EXERCISE MATERIAL:

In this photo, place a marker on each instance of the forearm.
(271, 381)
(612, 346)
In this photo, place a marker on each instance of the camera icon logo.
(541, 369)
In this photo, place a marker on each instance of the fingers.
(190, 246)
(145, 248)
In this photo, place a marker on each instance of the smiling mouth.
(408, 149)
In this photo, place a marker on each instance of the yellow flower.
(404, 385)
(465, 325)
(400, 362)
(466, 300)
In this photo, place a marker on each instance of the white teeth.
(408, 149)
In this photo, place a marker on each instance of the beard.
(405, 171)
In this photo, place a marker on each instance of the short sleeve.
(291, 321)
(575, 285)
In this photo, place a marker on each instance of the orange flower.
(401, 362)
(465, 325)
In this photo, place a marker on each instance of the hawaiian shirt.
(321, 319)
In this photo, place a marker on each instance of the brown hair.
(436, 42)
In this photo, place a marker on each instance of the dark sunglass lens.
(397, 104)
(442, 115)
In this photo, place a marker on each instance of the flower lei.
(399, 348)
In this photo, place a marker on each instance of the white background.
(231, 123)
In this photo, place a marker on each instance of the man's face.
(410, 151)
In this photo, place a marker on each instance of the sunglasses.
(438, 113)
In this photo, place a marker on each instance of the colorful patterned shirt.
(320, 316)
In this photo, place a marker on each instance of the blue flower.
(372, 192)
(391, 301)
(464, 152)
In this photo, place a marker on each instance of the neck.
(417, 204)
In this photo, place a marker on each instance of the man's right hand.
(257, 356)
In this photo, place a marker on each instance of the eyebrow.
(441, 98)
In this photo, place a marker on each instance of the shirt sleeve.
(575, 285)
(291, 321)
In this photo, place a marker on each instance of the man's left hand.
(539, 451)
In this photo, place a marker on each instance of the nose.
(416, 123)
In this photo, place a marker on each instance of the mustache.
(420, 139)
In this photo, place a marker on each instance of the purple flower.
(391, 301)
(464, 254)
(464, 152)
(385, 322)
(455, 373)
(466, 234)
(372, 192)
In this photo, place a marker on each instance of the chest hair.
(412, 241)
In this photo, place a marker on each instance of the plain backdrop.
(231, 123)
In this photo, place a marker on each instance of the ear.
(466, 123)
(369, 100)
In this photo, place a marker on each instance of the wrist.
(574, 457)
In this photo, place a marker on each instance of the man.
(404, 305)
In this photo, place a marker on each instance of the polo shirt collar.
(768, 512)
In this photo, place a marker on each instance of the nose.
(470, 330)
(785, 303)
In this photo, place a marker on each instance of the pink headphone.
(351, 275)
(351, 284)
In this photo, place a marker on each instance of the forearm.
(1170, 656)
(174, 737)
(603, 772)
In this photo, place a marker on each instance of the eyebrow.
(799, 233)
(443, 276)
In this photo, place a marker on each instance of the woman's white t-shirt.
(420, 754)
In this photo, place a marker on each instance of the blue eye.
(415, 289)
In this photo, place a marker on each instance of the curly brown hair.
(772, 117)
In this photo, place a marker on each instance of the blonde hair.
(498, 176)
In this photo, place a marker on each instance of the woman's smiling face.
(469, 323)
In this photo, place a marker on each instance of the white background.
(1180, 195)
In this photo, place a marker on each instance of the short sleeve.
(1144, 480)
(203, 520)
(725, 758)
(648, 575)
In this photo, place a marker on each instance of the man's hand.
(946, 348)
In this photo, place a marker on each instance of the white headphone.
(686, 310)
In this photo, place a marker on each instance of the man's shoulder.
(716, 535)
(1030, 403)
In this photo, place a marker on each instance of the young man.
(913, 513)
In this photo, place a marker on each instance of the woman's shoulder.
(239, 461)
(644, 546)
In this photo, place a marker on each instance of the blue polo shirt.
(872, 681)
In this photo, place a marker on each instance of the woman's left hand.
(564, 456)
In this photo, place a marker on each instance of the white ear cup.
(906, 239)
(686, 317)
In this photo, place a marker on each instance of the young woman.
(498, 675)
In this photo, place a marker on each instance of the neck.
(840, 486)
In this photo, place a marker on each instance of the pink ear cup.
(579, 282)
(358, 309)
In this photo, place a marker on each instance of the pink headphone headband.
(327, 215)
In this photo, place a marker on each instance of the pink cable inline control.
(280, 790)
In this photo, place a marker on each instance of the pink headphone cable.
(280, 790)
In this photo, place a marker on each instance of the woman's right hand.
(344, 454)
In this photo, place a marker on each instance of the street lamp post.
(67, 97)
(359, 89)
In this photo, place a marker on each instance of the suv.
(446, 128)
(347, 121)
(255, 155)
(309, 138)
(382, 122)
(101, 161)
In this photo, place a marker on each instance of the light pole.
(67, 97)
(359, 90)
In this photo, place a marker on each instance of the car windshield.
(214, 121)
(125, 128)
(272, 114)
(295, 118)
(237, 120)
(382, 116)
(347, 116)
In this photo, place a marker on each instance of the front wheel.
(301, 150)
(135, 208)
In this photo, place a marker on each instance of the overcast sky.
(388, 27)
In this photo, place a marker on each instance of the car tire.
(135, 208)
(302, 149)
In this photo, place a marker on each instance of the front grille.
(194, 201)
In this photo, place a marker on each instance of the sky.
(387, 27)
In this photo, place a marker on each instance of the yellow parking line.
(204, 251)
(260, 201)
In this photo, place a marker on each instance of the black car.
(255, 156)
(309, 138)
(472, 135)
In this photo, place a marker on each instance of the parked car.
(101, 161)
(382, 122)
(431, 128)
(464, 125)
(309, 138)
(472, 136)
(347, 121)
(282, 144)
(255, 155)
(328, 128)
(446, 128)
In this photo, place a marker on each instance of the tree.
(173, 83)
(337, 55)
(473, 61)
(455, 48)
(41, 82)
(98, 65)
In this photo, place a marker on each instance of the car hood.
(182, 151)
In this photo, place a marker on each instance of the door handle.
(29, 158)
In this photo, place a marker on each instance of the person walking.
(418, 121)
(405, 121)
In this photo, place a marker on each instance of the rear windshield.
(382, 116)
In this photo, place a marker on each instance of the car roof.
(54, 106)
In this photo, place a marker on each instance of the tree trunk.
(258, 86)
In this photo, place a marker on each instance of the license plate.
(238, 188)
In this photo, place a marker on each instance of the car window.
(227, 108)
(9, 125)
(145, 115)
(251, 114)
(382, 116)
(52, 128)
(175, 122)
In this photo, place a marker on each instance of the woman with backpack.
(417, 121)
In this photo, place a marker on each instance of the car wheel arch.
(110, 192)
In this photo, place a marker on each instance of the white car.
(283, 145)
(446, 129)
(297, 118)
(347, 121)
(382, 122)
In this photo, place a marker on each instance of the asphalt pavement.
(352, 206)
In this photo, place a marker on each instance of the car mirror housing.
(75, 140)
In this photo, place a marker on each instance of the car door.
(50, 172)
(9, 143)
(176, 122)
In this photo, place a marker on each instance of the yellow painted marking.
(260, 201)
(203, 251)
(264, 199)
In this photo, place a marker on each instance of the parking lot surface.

==

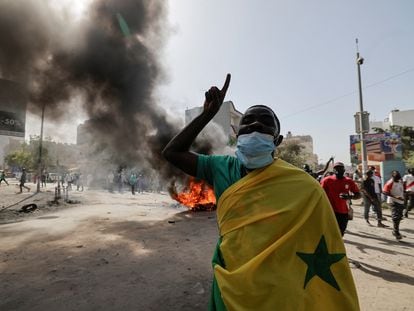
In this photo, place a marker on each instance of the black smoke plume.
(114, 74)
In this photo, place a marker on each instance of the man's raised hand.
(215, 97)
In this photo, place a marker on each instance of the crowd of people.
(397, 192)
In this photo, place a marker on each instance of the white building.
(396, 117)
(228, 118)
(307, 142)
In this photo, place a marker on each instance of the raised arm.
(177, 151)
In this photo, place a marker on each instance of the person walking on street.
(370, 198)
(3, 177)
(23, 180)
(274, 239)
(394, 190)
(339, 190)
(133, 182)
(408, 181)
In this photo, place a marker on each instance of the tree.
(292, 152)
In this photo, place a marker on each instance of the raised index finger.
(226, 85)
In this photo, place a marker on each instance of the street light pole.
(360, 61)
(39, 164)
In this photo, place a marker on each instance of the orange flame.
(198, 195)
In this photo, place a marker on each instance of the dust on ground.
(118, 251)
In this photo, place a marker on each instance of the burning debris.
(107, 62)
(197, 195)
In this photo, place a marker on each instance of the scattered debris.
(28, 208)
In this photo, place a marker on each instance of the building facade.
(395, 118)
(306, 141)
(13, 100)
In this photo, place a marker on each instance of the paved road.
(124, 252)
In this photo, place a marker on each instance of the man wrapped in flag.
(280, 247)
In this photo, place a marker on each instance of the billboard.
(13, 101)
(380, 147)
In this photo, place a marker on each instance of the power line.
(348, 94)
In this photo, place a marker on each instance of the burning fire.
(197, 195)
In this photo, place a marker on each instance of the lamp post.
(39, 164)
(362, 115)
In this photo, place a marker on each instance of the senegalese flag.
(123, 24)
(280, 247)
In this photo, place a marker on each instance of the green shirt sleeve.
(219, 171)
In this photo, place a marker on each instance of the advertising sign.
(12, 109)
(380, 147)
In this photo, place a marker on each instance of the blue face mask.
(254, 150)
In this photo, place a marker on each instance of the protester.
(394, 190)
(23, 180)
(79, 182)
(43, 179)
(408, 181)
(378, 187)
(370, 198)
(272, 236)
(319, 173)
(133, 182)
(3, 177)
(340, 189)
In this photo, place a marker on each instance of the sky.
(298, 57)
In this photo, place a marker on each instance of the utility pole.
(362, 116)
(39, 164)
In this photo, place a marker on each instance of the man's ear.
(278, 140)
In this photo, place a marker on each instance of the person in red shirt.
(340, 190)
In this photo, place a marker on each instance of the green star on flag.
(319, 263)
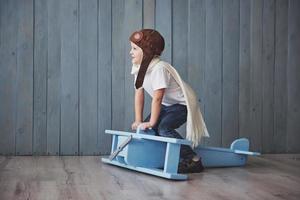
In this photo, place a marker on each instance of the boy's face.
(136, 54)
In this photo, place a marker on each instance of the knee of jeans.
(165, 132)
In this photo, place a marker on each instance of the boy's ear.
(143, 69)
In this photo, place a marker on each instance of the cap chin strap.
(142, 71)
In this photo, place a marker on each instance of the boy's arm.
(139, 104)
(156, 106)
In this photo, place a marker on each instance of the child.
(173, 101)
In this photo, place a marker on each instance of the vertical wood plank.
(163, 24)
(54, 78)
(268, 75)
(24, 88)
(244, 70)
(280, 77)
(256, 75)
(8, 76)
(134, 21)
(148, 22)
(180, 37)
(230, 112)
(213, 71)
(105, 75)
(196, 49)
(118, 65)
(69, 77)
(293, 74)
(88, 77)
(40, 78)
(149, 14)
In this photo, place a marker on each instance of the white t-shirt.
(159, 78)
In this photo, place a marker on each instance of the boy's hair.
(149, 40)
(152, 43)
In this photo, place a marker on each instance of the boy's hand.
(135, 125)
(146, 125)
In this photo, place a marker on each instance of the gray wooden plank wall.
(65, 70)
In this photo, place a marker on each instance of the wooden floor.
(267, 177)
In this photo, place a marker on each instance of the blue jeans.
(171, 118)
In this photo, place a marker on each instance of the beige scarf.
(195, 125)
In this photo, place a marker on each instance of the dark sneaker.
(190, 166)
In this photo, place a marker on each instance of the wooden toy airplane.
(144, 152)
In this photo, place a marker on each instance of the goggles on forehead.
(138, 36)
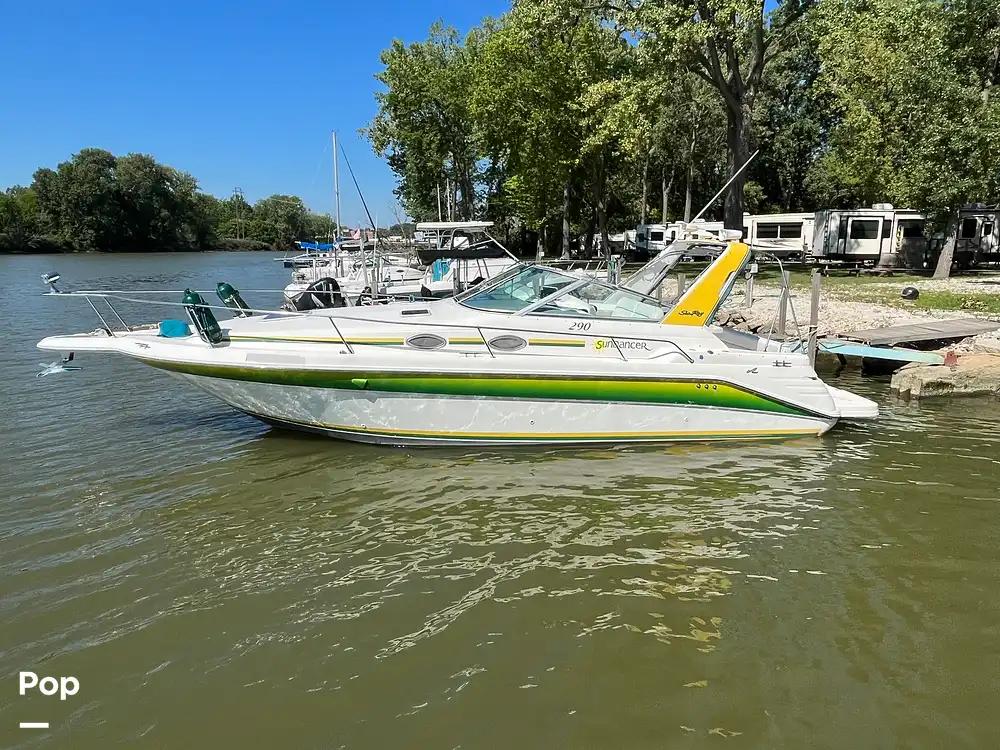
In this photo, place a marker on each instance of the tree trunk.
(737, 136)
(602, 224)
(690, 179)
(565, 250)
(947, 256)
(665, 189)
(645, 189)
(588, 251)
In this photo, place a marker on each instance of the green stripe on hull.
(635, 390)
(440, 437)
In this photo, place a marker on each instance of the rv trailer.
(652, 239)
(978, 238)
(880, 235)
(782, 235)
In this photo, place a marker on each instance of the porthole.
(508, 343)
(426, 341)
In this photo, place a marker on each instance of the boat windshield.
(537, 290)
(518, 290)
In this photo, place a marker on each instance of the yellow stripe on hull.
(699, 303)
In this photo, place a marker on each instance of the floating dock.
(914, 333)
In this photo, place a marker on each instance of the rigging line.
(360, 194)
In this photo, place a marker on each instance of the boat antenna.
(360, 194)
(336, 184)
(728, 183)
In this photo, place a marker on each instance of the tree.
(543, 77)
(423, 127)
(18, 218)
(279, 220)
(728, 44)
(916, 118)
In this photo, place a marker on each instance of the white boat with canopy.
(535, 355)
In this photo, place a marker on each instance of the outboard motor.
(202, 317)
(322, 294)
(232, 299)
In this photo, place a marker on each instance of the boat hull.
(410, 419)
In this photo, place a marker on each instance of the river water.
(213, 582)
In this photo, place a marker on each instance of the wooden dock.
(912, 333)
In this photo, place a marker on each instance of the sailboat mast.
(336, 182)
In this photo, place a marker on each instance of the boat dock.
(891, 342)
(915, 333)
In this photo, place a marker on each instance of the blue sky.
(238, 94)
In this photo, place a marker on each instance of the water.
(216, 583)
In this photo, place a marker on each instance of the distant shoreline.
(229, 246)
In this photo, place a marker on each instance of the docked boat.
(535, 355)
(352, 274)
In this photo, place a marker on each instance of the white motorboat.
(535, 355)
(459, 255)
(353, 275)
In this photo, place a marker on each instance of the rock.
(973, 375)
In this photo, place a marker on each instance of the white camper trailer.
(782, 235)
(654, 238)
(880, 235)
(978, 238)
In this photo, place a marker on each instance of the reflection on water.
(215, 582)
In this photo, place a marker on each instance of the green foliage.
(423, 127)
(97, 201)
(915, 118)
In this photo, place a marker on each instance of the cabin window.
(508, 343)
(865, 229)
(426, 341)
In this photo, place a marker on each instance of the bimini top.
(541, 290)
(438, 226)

SET EXERCISE:
Select and copy every line of the items above that contains the word "left".

ANSWER:
In this photo, place a marker on each instance of the man's left hand.
In this photo, place a marker on each instance of the woman's left hand.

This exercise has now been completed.